This is the fifth installment of the On Professionalism thread series.
The previous installment thread can be found here:
Purposeful Practice, sizing up, and why to Keep a Trading Journal
The index and first installment can be found here:
On Professionalism
Clean your charts. Messy charts; messy mind.
Indicators are great if they are part of your system, but if not, toss them out. There is simply too much information tossed at our brains by the market as it stands, so adding all sorts of indicators and new numbers (points of data) only makes things worse. Our brain, if not confused by conflicting information, just shuts out the extra info anyhow. You've probably already experienced this: Ever look back at a trade that went bad and realize you missed a signal that told you not to take the position? It was right in front of you but somehow you didn't see it when you took the trade? Ever find yourself scratching your head over how that even happened?
You see, our brain does a great job at filtering out anything that doesn't support a positive outcome for us. It's just another way our mind deals with stress. We have a natural ("normal") way of creating a positive bias despite conflicting information. In other words, if we want to take a long position, with enough indicators and signal generators, our brains will find a reason to go long even if it's no the best trade to take. We will only put weight to the info that supports out bias.

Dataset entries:
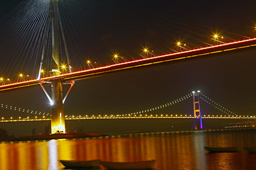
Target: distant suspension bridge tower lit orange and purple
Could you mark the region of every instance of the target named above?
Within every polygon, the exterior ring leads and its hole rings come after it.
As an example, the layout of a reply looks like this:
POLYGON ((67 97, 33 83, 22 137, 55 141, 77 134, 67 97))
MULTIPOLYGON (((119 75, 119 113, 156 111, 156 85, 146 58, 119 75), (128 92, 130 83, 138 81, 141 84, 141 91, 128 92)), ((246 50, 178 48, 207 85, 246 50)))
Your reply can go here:
POLYGON ((198 130, 203 129, 203 121, 201 116, 201 110, 200 110, 200 103, 199 103, 199 94, 200 91, 193 91, 193 111, 194 111, 194 129, 198 130))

__Work required__.
Continue the essay on keeping trading charts clean, starting right after its last sentence. The listing above is separate material with no connection to the trading essay.

__Expected output__.
Worse yet, our minds also will search out for continued bias support even when the trade starts working against us: Ever been in a trade that doesn't start off so good and you immediately raise to a longer timeframe to see if it's worth holding onto? In the equities (stock) world, we call that "Turning a trade into an investment."
Yeah, if the trade was wrong to begin with, turning it into a longer term trade isn't going to save you. It's better to just to cut your loss and move on. (If you have trouble with this, go back to the meditation and visualization installment of this thread series and repeat the exercises there.)
Chart clutter beyond what's required for your system only gives us too much conflicting information. Again, our brain will simply ignore it should the information cause us pain. Yes, we will "see" it, but the indicator's importance will be dimmed in our unconscious.
For starters: Strip your charts down to just price itself (candlesticks are a good base.) Only add a new indicator if it's absolutely required by your strategy. If your strategy requires many indicators, then consider reviewing the strategy to see what can be removed without affecting performance. The more simple, the better.
Personally, I don't trade with many indicators at all, and often just have a single moving average to keep my chart company.
Nearly all indicators are "lagging", meaning they are based on where price has been in the past, and thus only tell you what the dynamics of the market were the recent past.
You must live in the moment as a trader, living on the hard right edge of your chart, remember that, so while indicators can be useful, you should do whatever you can to cut out the added noise they create. Too much noise, conflicting signals, and you'll end up in trading paralysis (feeling uncomfortable being long, short or even flat,) or just ignoring all but the info your bias wants to see.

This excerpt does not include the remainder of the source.